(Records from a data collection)
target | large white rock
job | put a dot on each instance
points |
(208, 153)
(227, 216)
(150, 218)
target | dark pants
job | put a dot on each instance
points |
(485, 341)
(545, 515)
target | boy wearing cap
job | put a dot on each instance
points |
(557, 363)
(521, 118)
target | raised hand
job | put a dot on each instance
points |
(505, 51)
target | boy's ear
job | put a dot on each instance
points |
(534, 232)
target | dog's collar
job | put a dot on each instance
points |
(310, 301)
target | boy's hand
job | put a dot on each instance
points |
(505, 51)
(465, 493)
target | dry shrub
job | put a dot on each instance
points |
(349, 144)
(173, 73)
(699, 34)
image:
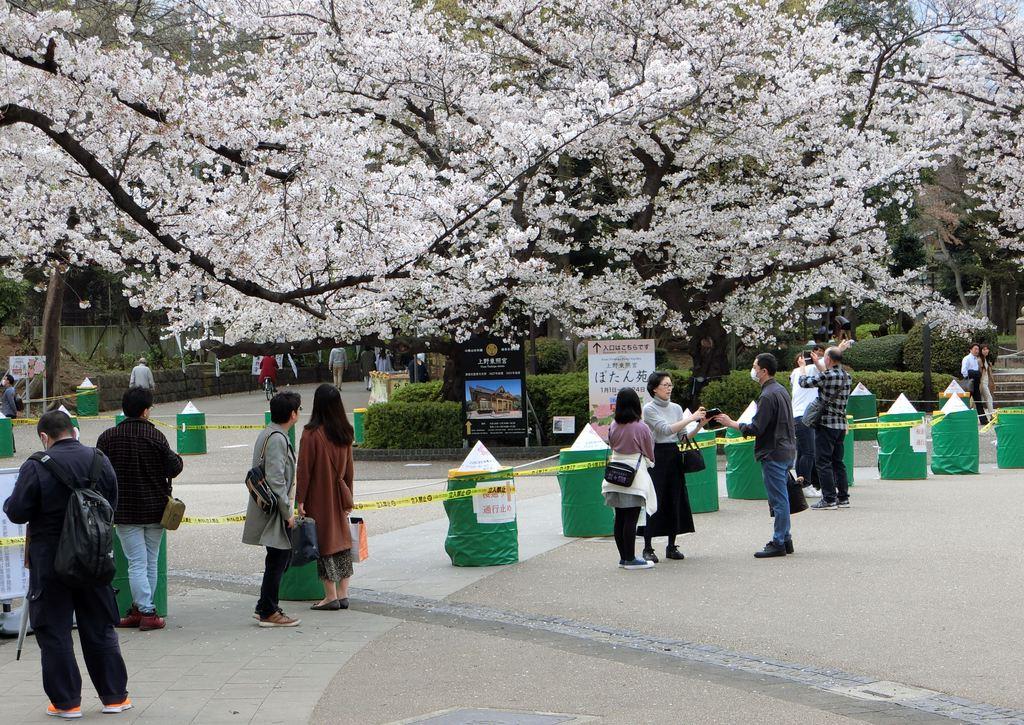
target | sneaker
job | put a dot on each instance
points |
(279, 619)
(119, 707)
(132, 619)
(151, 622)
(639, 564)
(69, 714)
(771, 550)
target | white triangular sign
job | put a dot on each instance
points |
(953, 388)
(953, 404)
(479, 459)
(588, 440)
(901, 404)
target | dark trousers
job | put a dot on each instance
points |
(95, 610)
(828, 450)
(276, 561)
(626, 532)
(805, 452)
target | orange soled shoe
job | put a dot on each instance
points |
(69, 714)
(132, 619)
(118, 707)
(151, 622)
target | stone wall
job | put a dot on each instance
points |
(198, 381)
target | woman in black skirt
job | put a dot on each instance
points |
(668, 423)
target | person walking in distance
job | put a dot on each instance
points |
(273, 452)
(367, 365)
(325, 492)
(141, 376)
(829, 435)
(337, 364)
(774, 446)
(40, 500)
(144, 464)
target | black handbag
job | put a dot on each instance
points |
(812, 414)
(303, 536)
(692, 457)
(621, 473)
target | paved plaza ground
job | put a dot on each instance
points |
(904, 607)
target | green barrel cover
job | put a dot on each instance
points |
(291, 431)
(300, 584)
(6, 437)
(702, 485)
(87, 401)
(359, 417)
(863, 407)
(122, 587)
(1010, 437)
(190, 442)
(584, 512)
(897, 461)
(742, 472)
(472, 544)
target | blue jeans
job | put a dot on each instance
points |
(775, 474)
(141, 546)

THE PROBLEM:
For the word "black", return every line of the records that holds it.

SOLUTION TO THIS PROBLEM:
target | woman in black skirt
target | black handbag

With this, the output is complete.